BEGIN Selection

Fig. 1. Inter-electrode gap (a) and zero-gap (b) alkaline cell structures.
As for the alkaline electrolysis, a diaphragm (e.g., asbestos, potassium titanate, polypropylene) serves to separate anode and cathode compartments. This helps to avoid intermixing of anode and cathode solutions, as well as separate H2 and O2. The commonly used 30% KOH electrolyte is highly corrosive and sensitive to CO2 in the ambient air (K2CO3 formation) [8]. The usual cell structure with an inter-electrode gap (Fig. 1a) is rather simple to remove reaction products; however, the diaphragm is relatively thick resulting in higher cell ohmic resistance [9].
Zero-gap design (Fig. 1b) has provoked a new approach to the design of the electrochemical cell. The most important advantage is the possibility of avoiding circulation in liquid electrolyte [10] and the significant reduction of the cell ohmic resistance due to the direct contact of electrodes with two membrane surfaces. This allows minimizing the voltage drop between the electrodes [11]. Moreover, the use an anion exchange membrane (AEM) in place of the electrolyte results in a compact system, similar to a PEM device, which is free
of bubble effects, and has low resistance and high stability [12].
AEM and zero-gap technologies also offer the possibilities that catalyst layers can be produced from catalyst nanoparticles directly onto the membrane surfaces to give better adhesion, lower resistance [11] and produce membrane-electrode assemblies (MEAs) well-known in PEM fuel cell/electrolysis technology (catalyst coated membrane MEA fabrication [13]).
Raney nickel and skeletal nickel-based catalysts having a large surface area are often used in commercial alkaline water electrolyzes with Ni mesh support (Fig. 2). Also, the Ni foam [14] and Ni fiber paper [15] could be used as an electrode which is suitable to use in a zero-gap cell with or without AEM as it provides the porous media allowing effective gas removal. Moreover, both catalyst-coated membrane (without catalyst support) and catalyst-coated substrate (electrode or gas diffusion layer (GDL)) approaches could be used for MEA preparation.

END Selection
BEGIN Record list

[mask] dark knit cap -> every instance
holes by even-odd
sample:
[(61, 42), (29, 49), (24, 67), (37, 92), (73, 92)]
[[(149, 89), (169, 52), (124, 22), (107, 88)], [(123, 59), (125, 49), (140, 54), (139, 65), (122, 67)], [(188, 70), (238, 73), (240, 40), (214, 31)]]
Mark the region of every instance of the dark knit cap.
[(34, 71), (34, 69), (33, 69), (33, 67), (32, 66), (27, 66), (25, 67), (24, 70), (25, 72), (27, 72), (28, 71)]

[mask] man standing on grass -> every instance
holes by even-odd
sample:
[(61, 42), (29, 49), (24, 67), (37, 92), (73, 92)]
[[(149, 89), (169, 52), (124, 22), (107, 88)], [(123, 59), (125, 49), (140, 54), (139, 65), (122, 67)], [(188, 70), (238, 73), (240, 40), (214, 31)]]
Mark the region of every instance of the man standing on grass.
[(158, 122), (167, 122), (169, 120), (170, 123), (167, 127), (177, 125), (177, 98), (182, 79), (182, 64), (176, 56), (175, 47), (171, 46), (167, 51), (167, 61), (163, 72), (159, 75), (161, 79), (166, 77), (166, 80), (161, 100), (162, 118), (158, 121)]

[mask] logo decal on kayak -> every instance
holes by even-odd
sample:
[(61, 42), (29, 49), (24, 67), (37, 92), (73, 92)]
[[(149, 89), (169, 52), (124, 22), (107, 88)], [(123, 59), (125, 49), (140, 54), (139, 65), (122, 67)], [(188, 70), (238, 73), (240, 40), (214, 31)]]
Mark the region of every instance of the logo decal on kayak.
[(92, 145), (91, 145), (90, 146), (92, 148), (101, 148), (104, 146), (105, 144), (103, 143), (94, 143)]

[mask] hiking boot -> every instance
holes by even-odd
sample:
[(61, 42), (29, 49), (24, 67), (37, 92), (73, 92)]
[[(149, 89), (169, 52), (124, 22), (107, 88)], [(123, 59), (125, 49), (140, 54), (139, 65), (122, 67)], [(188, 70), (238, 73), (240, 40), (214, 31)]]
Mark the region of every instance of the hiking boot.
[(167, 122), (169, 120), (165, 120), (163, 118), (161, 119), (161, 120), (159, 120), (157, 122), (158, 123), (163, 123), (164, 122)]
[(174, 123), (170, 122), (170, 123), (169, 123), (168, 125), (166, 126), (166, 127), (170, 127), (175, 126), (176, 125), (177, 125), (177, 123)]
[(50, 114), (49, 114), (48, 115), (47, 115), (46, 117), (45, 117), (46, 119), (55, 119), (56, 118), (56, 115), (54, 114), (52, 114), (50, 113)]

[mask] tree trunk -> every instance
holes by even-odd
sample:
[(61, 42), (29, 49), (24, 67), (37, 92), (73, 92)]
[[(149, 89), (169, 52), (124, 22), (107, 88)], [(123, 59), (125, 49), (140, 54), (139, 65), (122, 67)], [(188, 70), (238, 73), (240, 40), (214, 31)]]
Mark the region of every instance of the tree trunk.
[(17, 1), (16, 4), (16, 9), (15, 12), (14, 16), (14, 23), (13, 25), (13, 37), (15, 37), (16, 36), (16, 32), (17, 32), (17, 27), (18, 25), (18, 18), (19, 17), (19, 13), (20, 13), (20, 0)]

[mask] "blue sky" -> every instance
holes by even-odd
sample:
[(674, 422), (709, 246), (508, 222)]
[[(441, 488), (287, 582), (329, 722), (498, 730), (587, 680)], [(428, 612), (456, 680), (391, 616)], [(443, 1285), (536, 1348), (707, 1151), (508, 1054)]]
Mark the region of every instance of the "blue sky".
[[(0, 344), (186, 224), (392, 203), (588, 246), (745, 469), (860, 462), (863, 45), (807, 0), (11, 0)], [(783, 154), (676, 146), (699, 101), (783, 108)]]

END Record list

Challenge:
Pick up the passage on alkaline water electrolysis and continue it from the point where it stops. The listing has no connection to the passage on alkaline water electrolysis.

Output below:
Fig. 2. SEM pictures of the As-purchased Ni mesh (a) and the Ni mesh coated through the use of hot-dip galvanization (b) [16].
1. Electrodes based on precious metals
In [17], there is reduction of oxygen on electro-catalysts from Pt-M/C (M = V, Cr, Co) and Ag-Pt/C alloys and on electrodes from various manganese oxides (MnO/C, Mn3O4/C, MnO2/C) in a solution of KOH. Electrochemical measurements indicate an increased electro-catalytic activity of Pt alloys as compared to pure platinum which is associated with decline in the degree of adsorption of oxygen species caused by drop in the reactivity of Pt. Note that the increase in the activity of Ag atoms in Ag-Pt/C alloys as compared to pure Ag is due to the electronic effect caused by the presence of Pt, which leads to an increase in the degree of adsorption of Ag-O. In the case of MnyOx/C materials, the results show a low electrochemical activity of MnO/C and a higher activity for MnO2/C and Mn3O4/C compounds. This is explained as being due to the fact that the activity of the oxygen reduction in the reaction (ORR) of the electrode in the presence of large amount of MnO2 is high due to the reduction of Mn (IV) to Mn (III) [17].
The Pt-Co alloy deposited on carbon and electro-activated with silicon-tungstic acid (STA) ions of SiW12O404- and without it, was used as cathodes for the hydrogen evolution reaction (HER) in 3M KOH at 70°C. The characteristics of these electrodes were studied by neutron activation (NA) and electrochemical impedance spectroscopy (EIS) methods. The best HER results were observed on Pt-Co alloys, electro-activated by SiW12O404- ions which was explained as being due not only to
the change in the surface chemical composition of the electrode but also to the increase in its active surface [18].
In order to reduce energy consumption, the inter-metallic compounds PtMo4, PtMo3, PtMo2, PtMo and Pt2Mo both exposed and un-exposed ionic activation were analyzed as cathode materials for hydrogen production through the electrolysis of aqueous solutions of KOH. When a combination of activating reagents in the form of tris-Co and sodium mo-lybdate complexes is added to a standard electrolyte, electro-deposition of a fine-grained precipitate occurs on the cathode surface which leads to the increase of the real surface of the electrode by nearly 10 times. As a result, the overvoltage of the hydrogen evolution decreases, the catalytic activity of the electrodes increases, and the energy consumption decreases [19].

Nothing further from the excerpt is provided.